-- Opening Marker --

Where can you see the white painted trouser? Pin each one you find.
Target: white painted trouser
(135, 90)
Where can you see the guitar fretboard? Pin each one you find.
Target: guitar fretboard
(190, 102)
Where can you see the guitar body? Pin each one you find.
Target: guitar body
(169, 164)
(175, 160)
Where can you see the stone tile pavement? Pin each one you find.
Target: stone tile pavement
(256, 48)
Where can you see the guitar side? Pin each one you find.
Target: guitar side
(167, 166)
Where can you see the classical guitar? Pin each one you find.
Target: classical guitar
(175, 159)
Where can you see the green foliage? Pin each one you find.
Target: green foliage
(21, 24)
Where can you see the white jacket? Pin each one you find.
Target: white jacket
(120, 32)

-- Closing Marker --
-- Opening Marker --

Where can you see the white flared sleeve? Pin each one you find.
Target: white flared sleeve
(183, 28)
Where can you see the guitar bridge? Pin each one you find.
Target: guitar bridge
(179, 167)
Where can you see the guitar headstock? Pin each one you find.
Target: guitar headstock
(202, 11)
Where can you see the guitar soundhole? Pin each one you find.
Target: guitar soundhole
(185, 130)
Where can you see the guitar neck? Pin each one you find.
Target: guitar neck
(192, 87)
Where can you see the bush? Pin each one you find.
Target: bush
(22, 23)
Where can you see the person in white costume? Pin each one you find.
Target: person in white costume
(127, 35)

-- Closing Marker --

### What to do:
Copy only this part of the entries above: the line with "Where can you see the white painted", the line with "Where can you see the classical", and the lines between, all exactly as written.

### Task solution:
Where can you see the white painted trouser? Pin each one you find.
Target: white painted trouser
(135, 90)
Where can you see the guitar fretboard? Pin each one you find.
Target: guitar fretboard
(190, 102)
Where can you see the guitar body? Pin each one you find.
Target: guitar body
(169, 164)
(175, 160)
Where can you see the stone tile pavement? Pin each one you find.
Target: stone tile pavement
(256, 48)
Where can you see the guitar side? Pin each one you find.
Target: guitar side
(167, 166)
Where can you see the classical guitar? Pin each one you find.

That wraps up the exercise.